AUSZUG -
::::

Chaim Noll / 28.04.2019 / 11:12 / Foto: Freud / 95 / Seite ausdrucken

Warum ich von der Friedrich-Ebert-Stiftung ausgeladen wurde

Überraschend hat die Friedrich-Ebert-Stiftung eine seit Monaten verabredete Lesung mit mir im Ariowitsch-Haus in Leipzig abgesagt. Drei Tage vor dem geplanten Termin. Und ohne Angaben von Gründen. Auf der Website des Ariowitsch-Hauses wurde die plötzliche Absage so formuliert, dass der Eindruck entstehen konnte, sie ginge von mir aus. Was ich besonders schäbig finde. Ich habe von 1984 bis heute, über einen Zeitraum von 35 Jahren, in Deutschland hunderte von öffentlichen Lesungen und Vorträgen gehalten, doch das ist mir noch nie passiert. „Dann wird es ja Zeit“, rief ein guter Freund, dem ich am Telefon davon erzählte. „Damit du endlich verstehst, was hier los ist.“

Noch eine Woche zuvor hatte mir eine E-Mail der Friedrich-Ebert-Stiftung den Termin, die Hotelbuchung und den „Dank“ dafür übermittelt, dass ich mein Buch „in unserer gemeinsamen Veranstaltung mit dem Ariowitsch-Haus vorstellen“ wollte. „Den Honorarvertrag bereiten wir zum Veranstaltungstag vor“, schrieb eine Mitarbeiterin. „Ihre Fahrtkosten erstatten wir Ihnen anhand der Bahnfahrkarten. Wenn Sie noch Fragen haben, können Sie sich gern an mich wenden.“

Letzteres war reine Höflichkeitsfloskel, denn als ich am Tag nach der Absage in der Friedrich-Ebert-Stiftung anrief und Fragen nach dem Grund dieser Maßnahme stellte, wurden sie nicht beantwortet. Der Leiter des „Landesbüros Sachsen“, Matthias Eisel, verfiel auf ein Mittel, das ich von DDR-Funktionären kenne: Er hörte auf zu sprechen. Als wollte er zu verstehen geben: Sie werden wohl selbst am besten wissen, womit Sie sich diese Bestrafung zugezogen haben.

::::

BEREITGESTELLTE DATEN -
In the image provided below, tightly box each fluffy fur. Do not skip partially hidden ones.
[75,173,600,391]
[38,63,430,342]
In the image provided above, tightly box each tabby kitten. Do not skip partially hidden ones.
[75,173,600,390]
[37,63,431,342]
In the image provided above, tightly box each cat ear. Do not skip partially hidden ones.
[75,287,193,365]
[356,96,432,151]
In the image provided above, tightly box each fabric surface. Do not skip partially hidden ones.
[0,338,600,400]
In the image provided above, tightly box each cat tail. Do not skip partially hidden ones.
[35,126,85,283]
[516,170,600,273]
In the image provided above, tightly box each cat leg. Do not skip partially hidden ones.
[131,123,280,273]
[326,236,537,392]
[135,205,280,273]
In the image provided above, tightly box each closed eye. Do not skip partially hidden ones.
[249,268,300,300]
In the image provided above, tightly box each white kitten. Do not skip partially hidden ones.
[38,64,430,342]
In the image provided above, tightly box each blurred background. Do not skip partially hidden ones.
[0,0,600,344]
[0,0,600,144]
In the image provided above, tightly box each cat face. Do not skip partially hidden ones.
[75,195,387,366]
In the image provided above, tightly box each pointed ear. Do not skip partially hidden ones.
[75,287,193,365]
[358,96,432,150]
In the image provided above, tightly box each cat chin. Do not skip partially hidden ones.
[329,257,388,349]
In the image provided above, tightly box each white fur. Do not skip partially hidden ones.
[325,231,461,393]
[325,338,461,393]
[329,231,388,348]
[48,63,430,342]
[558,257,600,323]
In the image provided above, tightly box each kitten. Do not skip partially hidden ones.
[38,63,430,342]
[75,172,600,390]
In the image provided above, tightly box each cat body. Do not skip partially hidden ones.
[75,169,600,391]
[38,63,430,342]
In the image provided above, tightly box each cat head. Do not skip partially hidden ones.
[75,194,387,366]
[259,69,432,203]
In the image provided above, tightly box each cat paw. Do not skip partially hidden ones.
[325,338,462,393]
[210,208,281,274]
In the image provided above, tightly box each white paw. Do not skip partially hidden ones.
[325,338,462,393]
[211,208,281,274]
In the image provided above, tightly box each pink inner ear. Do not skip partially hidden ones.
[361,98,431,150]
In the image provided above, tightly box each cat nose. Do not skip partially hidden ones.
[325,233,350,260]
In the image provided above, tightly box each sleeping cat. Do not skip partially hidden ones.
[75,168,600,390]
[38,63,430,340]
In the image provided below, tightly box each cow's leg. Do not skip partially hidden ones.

::::

ARBEITSANWEISUNG A -
Ändere im Artikel über die Ausladung alles von „Letzteres war reine“ bis hinunter zu „Bestrafung zugezogen haben.“, indem du „Höflichkeitsfloskel“ durch „Formalität“ ersetzt.
ARBEITSANWEISUNG B -
Was hatte die E-Mail der Friedrich-Ebert-Stiftung dem Artikel über die Ausladung zufolge übermittelt? Nenne alle Punkte, die der Satz ab „Noch eine Woche zuvor“ aufzählt.
ARBEITSANWEISUNG C -
Führe den Artikel über die Ausladung nach seinem letzten Satz weiter.
Das Material stammt aus einer anderen Quelle als der Artikel.

SCHRIFTLICHE ANTWORT A -
Letzteres war reine Formalität, denn als ich am Tag nach der Absage in der Friedrich-Ebert-Stiftung anrief und Fragen nach dem Grund dieser Maßnahme stellte, wurden sie nicht beantwortet. Der Leiter des „Landesbüros Sachsen“, Matthias Eisel, verfiel auf ein Mittel, das ich von DDR-Funktionären kenne: Er hörte auf zu sprechen. Als wollte er zu verstehen geben: Sie werden wohl selbst am besten wissen, womit Sie sich diese Bestrafung zugezogen haben.

SCHRIFTLICHE ANTWORT B -
- den Termin
- die Hotelbuchung
- den „Dank“ dafür, dass er sein Buch in der gemeinsamen Veranstaltung mit dem Ariowitsch-Haus vorstellen wollte

SCHRIFTLICHE ANTWORT C -
Die Ebert-Stiftung ist eine parteinahe Stiftung. Die Partei, der sie nahesteht, ist die SPD. In letzter Zeit habe ich die Nahost-Politik des von SPD-Minister Heiko Maas geführten Auswärtigen Amtes mehrmals kritisiert. Schriftlich und mündlich. Ich habe daran erinnert, dass diese antiquierte, ideologiegesteuerte, erfolglose Politik den deutschen Steuerzahler jährlich Millionen kostet. Ich habe auf die Peinlichkeit von Maas' Bekenntnis zu Auschwitz als Inspiration seiner politischen Karriere hingewiesen und auf seine beharrlich anti-israelische Politik. Dass sich Maas, wie kürzlich der israelische Botschafter konstatierte, in der UN grundsätzlich auf die Seite der Feinde Israels stellt: „In November, Germany voted 16times in 21 resolutions against Israel.“ Ich habe die deutschen Waffenlieferungen und andere Hilfe an die kriegführenden Regimes der Region kritisiert, etwa an Iran und Saudi-Arabien, nicht selten an beide kriegführende Seiten gleichzeitzig, wodurch die Kriege im Jemen, im Irak, in Syrien und zwischen den Palästinenser-Fraktionen weiter angefeuert werden und immer neue Flüchtlingsströme nach Europa entstehen.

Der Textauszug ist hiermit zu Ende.